Where a picture appears, leave it out, and print the rest of the records as they are.

------ Data ------

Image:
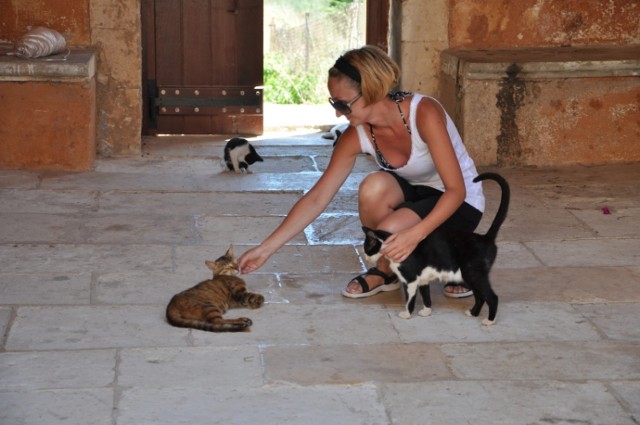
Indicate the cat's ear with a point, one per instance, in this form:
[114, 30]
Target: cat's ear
[381, 234]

------

== Response to this task ==
Image:
Indicate the cat's ear with a point, one per instance, in this form:
[114, 30]
Target: cat's ear
[381, 234]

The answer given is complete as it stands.